▸ Problem requirements
Convert the entries below into a JSON list of strings with one string per line, skipping blank lines and leaving out the pictures.

--- Start Dataset excerpts ---

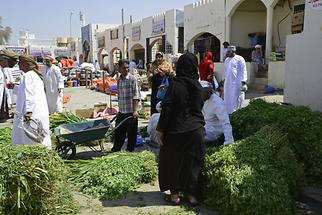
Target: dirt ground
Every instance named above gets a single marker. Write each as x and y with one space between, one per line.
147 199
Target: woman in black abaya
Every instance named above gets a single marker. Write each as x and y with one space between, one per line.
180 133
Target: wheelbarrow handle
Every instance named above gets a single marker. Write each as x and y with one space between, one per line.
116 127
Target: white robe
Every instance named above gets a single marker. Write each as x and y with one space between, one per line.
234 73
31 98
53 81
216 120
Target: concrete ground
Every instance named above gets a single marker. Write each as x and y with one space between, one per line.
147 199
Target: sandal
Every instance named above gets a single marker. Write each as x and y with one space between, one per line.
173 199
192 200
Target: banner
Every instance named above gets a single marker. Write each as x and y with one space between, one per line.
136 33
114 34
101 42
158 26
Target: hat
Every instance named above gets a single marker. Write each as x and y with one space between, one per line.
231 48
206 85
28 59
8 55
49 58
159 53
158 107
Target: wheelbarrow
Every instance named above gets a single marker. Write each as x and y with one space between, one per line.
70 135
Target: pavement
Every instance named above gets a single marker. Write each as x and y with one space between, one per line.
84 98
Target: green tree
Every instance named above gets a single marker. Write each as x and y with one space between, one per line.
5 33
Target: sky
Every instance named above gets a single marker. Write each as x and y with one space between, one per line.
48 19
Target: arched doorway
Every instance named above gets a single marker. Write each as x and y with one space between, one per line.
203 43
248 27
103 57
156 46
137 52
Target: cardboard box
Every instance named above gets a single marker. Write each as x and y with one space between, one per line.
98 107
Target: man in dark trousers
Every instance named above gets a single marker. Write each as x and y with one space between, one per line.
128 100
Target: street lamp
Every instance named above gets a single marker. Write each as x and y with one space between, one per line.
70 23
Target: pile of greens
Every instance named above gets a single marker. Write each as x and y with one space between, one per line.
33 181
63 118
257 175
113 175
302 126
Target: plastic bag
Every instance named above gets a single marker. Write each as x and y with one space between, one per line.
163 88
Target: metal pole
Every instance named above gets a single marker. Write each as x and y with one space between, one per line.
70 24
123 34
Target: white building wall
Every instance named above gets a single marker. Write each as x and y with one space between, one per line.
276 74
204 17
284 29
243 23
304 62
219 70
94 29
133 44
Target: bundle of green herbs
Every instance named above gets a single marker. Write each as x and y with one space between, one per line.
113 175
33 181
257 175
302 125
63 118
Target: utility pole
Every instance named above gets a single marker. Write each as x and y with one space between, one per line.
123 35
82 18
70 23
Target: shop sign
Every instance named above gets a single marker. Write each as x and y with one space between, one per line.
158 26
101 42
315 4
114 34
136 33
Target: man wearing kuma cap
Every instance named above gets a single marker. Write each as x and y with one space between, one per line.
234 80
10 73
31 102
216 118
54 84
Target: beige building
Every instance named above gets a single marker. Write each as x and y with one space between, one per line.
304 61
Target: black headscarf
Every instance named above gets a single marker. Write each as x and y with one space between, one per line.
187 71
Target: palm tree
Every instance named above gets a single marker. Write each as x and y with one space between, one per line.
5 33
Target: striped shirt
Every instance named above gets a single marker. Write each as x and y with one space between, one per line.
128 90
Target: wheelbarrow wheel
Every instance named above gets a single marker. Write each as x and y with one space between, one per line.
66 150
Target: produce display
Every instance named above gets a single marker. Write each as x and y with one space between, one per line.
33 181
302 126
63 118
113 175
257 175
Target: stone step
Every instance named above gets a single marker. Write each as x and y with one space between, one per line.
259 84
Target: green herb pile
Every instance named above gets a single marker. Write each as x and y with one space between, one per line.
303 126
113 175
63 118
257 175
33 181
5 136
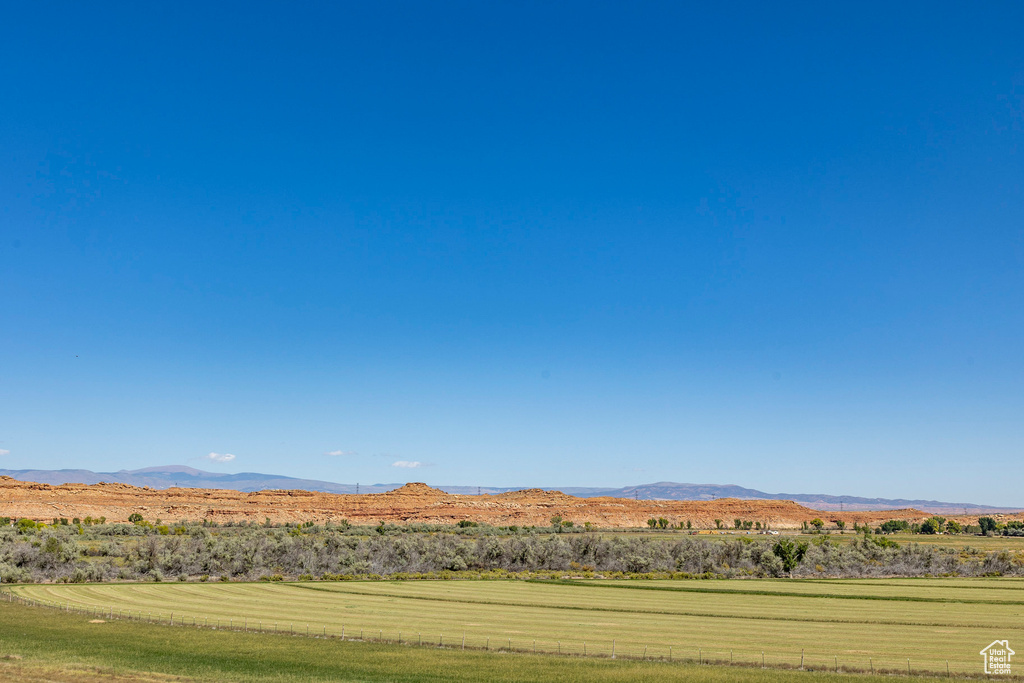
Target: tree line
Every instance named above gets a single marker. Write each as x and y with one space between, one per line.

--- End Dataset excerpts ---

▸ Solution below
[
  "Target: dirt ground",
  "Every instance named above gets a single marker. Write each as x and y with one space between, one per line.",
  "147 199",
  "Target: woman in black abaya",
  "Every instance named above gets a single marker. Write each as x and y with one space between, one per line.",
  "180 133",
  "Target: wheelbarrow handle",
  "Every instance named above gets a single marker. Write each as x and y with one space between, one per line.",
  "116 127",
  "Target: white robe",
  "Every instance named above gets a single marker. Write each as x and y with one space between, one per line.",
  "234 73",
  "31 98",
  "53 81",
  "216 120",
  "Target: concrete ground",
  "Every instance named above gets a single marker. Write each as x and y with one space between, one per line.",
  "147 199",
  "Target: sandal",
  "Every instance named above gets a single marker. Write each as x and y with one space between, one per line.",
  "173 199",
  "192 200",
  "Target: banner",
  "Every instance named above gets a single marker. Write each as x and y with one space between, one per line.",
  "136 33",
  "114 34",
  "101 42",
  "158 26",
  "Target: hat",
  "Every instance named above gets a single marker. Write each as x and y with one space between, one per line.",
  "231 48",
  "206 85",
  "28 59",
  "8 55",
  "49 58",
  "159 53",
  "158 107",
  "Target: wheelbarrow",
  "Every instance named above gets a single marker. Write each as x and y with one space between, one per line.",
  "70 135",
  "Target: pavement",
  "Every instance named above gets a single marker. Write each as x and y with one space between, one per line.",
  "84 98",
  "Target: green tree",
  "Every instance named above gets a single marker. Write each as x and y with one space between, one per line.",
  "5 33",
  "Target: sky",
  "Every instance named above gets a single marker. Write each as x and y with one space between, one per line.",
  "48 19",
  "Target: arched doorway",
  "Every instance named above gets a single marker. Write each as x and y with one space between, one per line.",
  "203 43",
  "248 27",
  "103 57",
  "156 46",
  "137 52",
  "Target: cardboard box",
  "Every instance named above gets a single marker. Write each as x and y with one space between, one per line.",
  "98 107",
  "Target: man in dark trousers",
  "Every instance named above gets a single marker. Write each as x and y with one space between, one per line.",
  "128 100",
  "Target: street lamp",
  "Every instance named above gets a single marker. Write each as x and y with one space between, one per line.",
  "70 23",
  "Target: pile of greens",
  "Every instance named above gets a single marker. Write each as x and y with one space between, one per line.",
  "33 181",
  "63 118",
  "257 175",
  "113 175",
  "302 126",
  "Target: plastic bag",
  "Every instance named above gets a single marker. Write each as x and y with one space between, one per line.",
  "163 88",
  "Target: metal pole",
  "Every instance named above gets a single marker. Write each as x and y with one space between, one per line.",
  "70 24",
  "123 34",
  "Target: white building wall",
  "Every instance named above gets a single marker. Write each as x and y with one space between, one per line.",
  "276 74",
  "204 17",
  "284 29",
  "243 23",
  "304 62",
  "219 70",
  "94 29",
  "133 44",
  "Target: bundle of green herbs",
  "Every instance named above gets a single marker. Write each as x and y with one space between, one per line.",
  "113 175",
  "33 181",
  "257 175",
  "302 125",
  "63 118",
  "Target: utility pole",
  "Every instance named above gets a single marker. Write each as x and y with one space between, one per line.",
  "123 35",
  "82 18",
  "70 23",
  "Target: shop sign",
  "Every instance named above gets a single marker. Write each as x and y with one space between, one per line.",
  "158 26",
  "101 42",
  "315 4",
  "114 34",
  "136 33",
  "Target: man wearing kuma cap",
  "Every instance named above gets a single marker. Write each as x and y with one space between, one per line.",
  "234 80",
  "10 73",
  "31 102",
  "216 118",
  "54 84",
  "Target: beige building",
  "Every instance named above gets a single marker. Write each as x and y with one space between, one per line.",
  "304 61",
  "Target: black headscarf",
  "Every instance named above gets a single marker. Write each as x and y with one space between, one per line.",
  "187 71",
  "Target: palm tree",
  "Every instance named above gets a single marker. Write each as x and y with one space between, one per line.",
  "5 33",
  "Target: striped shirt",
  "Every instance named above gets a single marker. Write each as x and y with one space between, one per line.",
  "128 90",
  "Target: wheelbarrow wheel",
  "Every instance named above gets a single marker. Write each as x and y with one space between, one per line.",
  "66 150",
  "Target: produce display",
  "Every instance named above gets a single marker. Write each as x and y with one space between, one per line.",
  "33 181",
  "302 126",
  "63 118",
  "113 175",
  "257 175",
  "Target: stone step",
  "Every instance named above gets a single marker. Write each as x and y with one space between, one per line.",
  "259 84",
  "Target: green herb pile",
  "Every instance named above gets a single marker. Write each as x and y with one space between, one per line.",
  "303 126",
  "113 175",
  "63 118",
  "257 175",
  "33 181",
  "5 136",
  "Target: tree line",
  "Every instance named above gets a single marker. Write each as x and y with one space between, one per line."
]